=== Extracted text ===
+---+

PHILADELPHIA -- They’ve been there and done that so they figure they can do it again.
That’s the approach the Canadiens are taking to their do-or-die Game 5 in Philadelphia, which is about the only one that makes sense right now. Of course there is some logic to it because Montreal has won the five previous elimination games it has played so far in these playoffs too.
“Basically when you're put in this situation, it's really one shift, one period,” said Canadiens center Scott Gomez echoing the team’s party line. “I mean, you can't even look too far ahead, just take the challenges set in front of us.
“We've had our backs against the wall a lot this year, and we've found a way, so why not again?”
Fair question except that the Canadiens haven’t run up against anyone like the Flyers either.
Truth is Philadelphia is the toughest team Montreal has faced to this point, which may seem strange considering the Habs have beaten the Presidents’ Trophy winners from Washington and the defending Stanley Cup champs from Pittsburgh to get here and the Flyers needed a shootout win on the season’s final day just to qualify for the playoffs. But while the Capitals and Penguins were very good teams, the reality is that neither was as balanced and more important as good defensively as the Flyers are right now.
Those factors have been the difference in the series, and what should be the difference in Game 5. Besides Philadelphia has gotten much better goaltending than either the Capitals of Penguins did, with playoff feel good story Michael Leighton stealing the thunder from Montreal’s Jaroslav Halak so far.
Halak, of course, was the biggest reason the Canadiens won their first two rounds and while he hasn’t been bad in this series, he hasn’t been nearly as sharp as he was earlier. More important, Montreal hasn’t been able to score in three of the four games against Leighton, who came up big in Philadelphia when his team got off to slow starts and benefitted from a smothering defensive display from the skaters in front of him in Game 4.
And that fourth game, which put the Flyers in position to lock up a date at home with the Chicago Blackhawks for the Stanley Cup, was arguably the most telling thing about what separates Philadelphia and Montreal right now.

+---+

=== Saved entries ===
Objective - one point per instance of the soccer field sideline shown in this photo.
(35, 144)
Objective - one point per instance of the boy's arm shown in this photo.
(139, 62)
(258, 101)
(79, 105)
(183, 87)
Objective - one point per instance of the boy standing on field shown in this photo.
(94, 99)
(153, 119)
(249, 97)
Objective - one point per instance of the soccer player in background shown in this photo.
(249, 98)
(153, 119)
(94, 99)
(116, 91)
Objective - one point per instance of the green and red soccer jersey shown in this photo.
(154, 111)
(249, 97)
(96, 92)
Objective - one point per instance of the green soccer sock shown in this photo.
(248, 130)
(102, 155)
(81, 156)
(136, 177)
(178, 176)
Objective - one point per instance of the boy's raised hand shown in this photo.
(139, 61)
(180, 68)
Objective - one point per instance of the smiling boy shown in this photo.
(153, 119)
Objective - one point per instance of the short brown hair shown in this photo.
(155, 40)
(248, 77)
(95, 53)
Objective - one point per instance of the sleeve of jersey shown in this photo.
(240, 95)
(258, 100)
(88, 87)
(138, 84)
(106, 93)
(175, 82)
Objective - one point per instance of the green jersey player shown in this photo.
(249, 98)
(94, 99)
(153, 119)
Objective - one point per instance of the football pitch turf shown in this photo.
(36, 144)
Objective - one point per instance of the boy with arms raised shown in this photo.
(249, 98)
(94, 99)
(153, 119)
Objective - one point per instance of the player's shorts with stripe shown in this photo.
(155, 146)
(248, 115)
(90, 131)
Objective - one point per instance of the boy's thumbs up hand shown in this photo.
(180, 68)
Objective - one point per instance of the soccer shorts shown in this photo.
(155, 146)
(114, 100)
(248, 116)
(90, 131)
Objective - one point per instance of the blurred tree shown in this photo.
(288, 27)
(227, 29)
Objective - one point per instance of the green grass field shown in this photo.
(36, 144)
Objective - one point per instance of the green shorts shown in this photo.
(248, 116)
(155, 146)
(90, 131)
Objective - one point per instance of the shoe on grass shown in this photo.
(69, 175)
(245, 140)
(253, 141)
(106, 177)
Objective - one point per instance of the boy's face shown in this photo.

+---+

=== Requirement ===
Revise the Canadiens-Flyers preview by rewriting everything from "Halak, of course, was" down to "Montreal right now." with "smothering" changed to "stifling". The records have no connection to the Canadiens-Flyers preview.

=== Output for this task ===
Halak, of course, was the biggest reason the Canadiens won their first two rounds and while he hasn’t been bad in this series, he hasn’t been nearly as sharp as he was earlier. More important, Montreal hasn’t been able to score in three of the four games against Leighton, who came up big in Philadelphia when his team got off to slow starts and benefitted from a stifling defensive display from the skaters in front of him in Game 4.
And that fourth game, which put the Flyers in position to lock up a date at home with the Chicago Blackhawks for the Stanley Cup, was arguably the most telling thing about what separates Philadelphia and Montreal right now.